### ASSIGNMENT
The entries below are to be repeated exactly, and their pictures left out.

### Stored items
- Opening Delimiter -
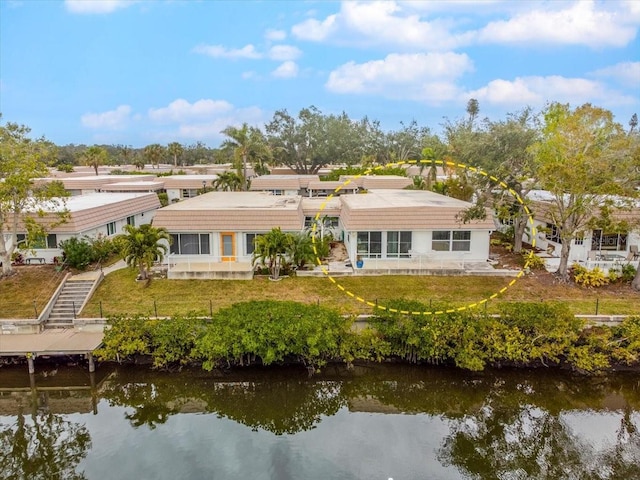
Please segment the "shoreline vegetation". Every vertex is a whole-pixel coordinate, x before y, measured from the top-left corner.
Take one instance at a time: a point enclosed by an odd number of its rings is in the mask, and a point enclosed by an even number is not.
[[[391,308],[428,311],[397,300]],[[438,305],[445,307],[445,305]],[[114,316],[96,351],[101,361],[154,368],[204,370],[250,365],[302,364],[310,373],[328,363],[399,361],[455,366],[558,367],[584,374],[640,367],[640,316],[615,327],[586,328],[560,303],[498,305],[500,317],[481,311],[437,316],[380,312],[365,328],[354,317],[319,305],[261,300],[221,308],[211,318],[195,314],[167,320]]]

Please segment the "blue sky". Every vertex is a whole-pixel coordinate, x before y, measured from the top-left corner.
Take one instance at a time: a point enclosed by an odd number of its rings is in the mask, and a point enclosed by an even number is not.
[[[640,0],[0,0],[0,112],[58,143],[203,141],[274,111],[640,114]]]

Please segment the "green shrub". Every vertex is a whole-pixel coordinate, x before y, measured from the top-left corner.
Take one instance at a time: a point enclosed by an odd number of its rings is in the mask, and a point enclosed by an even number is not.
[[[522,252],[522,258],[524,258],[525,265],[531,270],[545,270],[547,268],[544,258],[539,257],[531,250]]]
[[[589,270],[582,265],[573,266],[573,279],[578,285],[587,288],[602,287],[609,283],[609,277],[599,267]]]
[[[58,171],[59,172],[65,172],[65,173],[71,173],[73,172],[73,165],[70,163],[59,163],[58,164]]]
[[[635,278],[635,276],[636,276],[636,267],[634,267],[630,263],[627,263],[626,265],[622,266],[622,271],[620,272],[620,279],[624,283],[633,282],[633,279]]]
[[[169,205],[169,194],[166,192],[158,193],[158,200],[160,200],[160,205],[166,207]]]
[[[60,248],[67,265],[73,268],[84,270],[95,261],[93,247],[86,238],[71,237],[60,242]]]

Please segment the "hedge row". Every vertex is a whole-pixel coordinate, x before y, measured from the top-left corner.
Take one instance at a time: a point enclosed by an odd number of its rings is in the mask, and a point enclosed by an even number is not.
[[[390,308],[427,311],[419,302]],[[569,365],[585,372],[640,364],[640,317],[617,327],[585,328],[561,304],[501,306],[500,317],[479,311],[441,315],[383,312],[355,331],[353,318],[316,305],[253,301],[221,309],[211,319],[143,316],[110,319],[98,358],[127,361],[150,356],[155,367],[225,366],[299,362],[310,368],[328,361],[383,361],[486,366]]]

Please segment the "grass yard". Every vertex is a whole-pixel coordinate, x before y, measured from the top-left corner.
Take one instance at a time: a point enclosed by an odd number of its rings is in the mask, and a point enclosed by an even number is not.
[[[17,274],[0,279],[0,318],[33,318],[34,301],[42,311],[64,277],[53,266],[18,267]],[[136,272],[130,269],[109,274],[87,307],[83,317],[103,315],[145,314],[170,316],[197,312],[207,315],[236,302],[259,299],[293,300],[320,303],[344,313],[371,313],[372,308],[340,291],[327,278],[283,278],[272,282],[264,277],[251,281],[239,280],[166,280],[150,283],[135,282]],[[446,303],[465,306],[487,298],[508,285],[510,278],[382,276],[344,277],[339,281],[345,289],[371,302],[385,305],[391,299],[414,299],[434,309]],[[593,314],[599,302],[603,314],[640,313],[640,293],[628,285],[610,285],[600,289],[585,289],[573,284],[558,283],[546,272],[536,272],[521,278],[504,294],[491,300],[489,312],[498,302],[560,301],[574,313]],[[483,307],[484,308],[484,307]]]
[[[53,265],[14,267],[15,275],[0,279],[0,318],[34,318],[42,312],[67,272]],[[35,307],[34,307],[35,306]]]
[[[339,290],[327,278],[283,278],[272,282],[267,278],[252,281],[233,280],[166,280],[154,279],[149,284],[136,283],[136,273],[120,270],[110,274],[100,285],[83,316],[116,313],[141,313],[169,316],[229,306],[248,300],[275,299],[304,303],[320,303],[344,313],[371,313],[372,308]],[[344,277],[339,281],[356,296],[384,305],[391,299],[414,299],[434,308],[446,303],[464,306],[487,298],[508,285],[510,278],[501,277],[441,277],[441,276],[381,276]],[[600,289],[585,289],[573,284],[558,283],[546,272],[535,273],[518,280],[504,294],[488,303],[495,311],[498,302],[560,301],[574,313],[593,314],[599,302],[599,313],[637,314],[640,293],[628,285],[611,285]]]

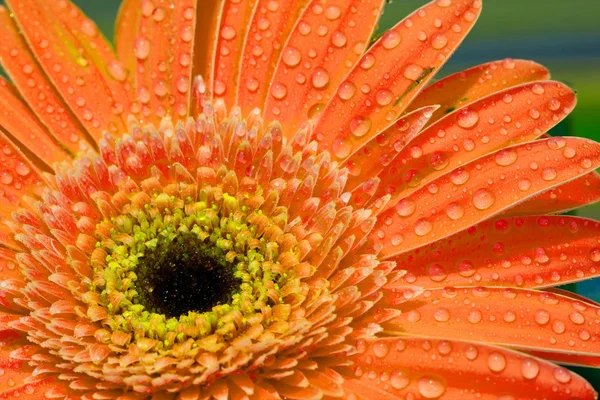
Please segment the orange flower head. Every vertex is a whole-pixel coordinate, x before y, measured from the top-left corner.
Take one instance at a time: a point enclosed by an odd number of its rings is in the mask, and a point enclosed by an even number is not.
- Closing Delimiter -
### ANSWER SPACE
Please segment the "shoreline vegetation". Every vertex is a whole-pixel coordinate, x before y, measured from the top-left corner.
Take one instance at a time: a point enclosed by an odd number of its rings is in the mask, and a point enclosed by an even number is not.
[[[391,308],[428,311],[397,300]],[[438,305],[445,307],[445,305]],[[114,316],[96,351],[101,361],[154,368],[204,370],[250,365],[302,364],[310,373],[328,363],[399,361],[455,366],[558,367],[584,374],[640,367],[640,316],[615,327],[586,328],[560,303],[498,305],[500,317],[481,311],[437,316],[380,312],[365,328],[354,317],[319,305],[261,300],[221,308],[211,318],[195,314],[167,320]]]

Please segment the "blue sky". Every vertex is a whole-pixel coordinate, x before y, measured from the top-left corner.
Take one instance at a time: a point enclosed by an odd number of its rings is in the mask, and a point enclosed by an even number is not.
[[[640,0],[0,0],[0,112],[58,143],[203,141],[274,111],[640,114]]]

Please segment the "green shrub". Every vertex is a whole-pixel coordinate, x before y, measured from the top-left corner.
Take one instance at a time: a point enclosed by an odd number of its rings is in the mask, and a point enclosed by an even number is not.
[[[522,252],[522,258],[524,258],[525,265],[531,270],[545,270],[547,268],[544,258],[539,257],[531,250]]]
[[[589,270],[582,265],[573,266],[573,279],[578,285],[587,288],[602,287],[609,283],[609,277],[599,267]]]
[[[58,171],[59,172],[65,172],[65,173],[71,173],[73,172],[73,165],[70,163],[59,163],[58,164]]]
[[[635,278],[635,276],[636,276],[636,267],[634,267],[630,263],[627,263],[626,265],[622,266],[622,271],[620,272],[620,279],[624,283],[633,282],[633,279]]]
[[[169,205],[169,194],[166,192],[158,193],[158,200],[160,200],[160,205],[166,207]]]
[[[60,248],[67,265],[73,268],[84,270],[95,261],[93,247],[86,238],[71,237],[60,242]]]

Please segment the "hedge row". Every vertex is a whole-pixel coordinate, x before y, measured from the top-left corner.
Take one instance at a time: a point enclosed by an odd number of its rings is in the mask, and a point enclosed by an even number is not.
[[[390,308],[427,311],[419,302]],[[569,365],[585,372],[640,364],[640,317],[617,327],[585,328],[561,304],[501,306],[500,317],[479,311],[441,315],[383,312],[355,331],[353,318],[316,305],[253,301],[221,309],[211,319],[143,316],[110,319],[98,358],[127,361],[150,356],[155,367],[225,366],[299,362],[310,368],[328,361],[383,361],[486,366]]]

Please segment the "grass yard". Every vertex is a whole-pixel coordinate, x before y, measured from the top-left corner.
Take one instance at a time: a point enclosed by an odd number of its rings is in the mask, and a point enclosed by an even number is not.
[[[17,274],[0,279],[0,318],[33,318],[34,301],[42,311],[64,277],[53,266],[18,267]],[[136,272],[130,269],[109,274],[87,307],[83,317],[103,315],[145,314],[170,316],[197,312],[207,315],[236,302],[259,299],[293,300],[320,303],[344,313],[371,313],[372,308],[340,291],[327,278],[283,278],[272,282],[264,277],[251,281],[239,280],[166,280],[150,283],[135,282]],[[446,303],[465,306],[487,298],[508,285],[510,278],[382,276],[344,277],[339,281],[345,289],[371,302],[385,305],[391,299],[414,299],[434,309]],[[593,314],[599,302],[603,314],[640,313],[640,293],[628,285],[610,285],[600,289],[585,289],[573,284],[558,283],[546,272],[536,272],[521,278],[504,294],[491,300],[489,312],[498,302],[560,301],[574,313]],[[483,307],[484,308],[484,307]]]
[[[53,265],[14,267],[15,275],[0,279],[0,318],[34,318],[42,312],[67,272]],[[35,307],[34,307],[35,306]]]
[[[339,290],[327,278],[283,278],[272,282],[267,278],[252,281],[233,280],[166,280],[154,279],[149,284],[136,283],[136,273],[120,270],[110,274],[100,285],[83,316],[116,313],[141,313],[169,316],[229,306],[248,300],[275,299],[304,303],[320,303],[344,313],[371,313],[372,308]],[[344,277],[339,281],[356,296],[384,305],[391,299],[414,299],[434,308],[446,303],[464,306],[487,298],[508,285],[510,278],[501,277],[441,277],[441,276],[381,276]],[[600,289],[585,289],[573,284],[558,283],[546,272],[535,273],[518,280],[504,294],[488,303],[495,311],[498,302],[560,301],[574,313],[593,314],[599,302],[599,313],[637,314],[640,293],[628,285],[611,285]]]

Please segment the orange flower head. Every vertex is a whole-pixel coordinate, x before y, measured from the top-left corner.
Take one instance at a time: a point enclosed by an odd number of its rings is in the mask, and a point enclosed by an even number is not.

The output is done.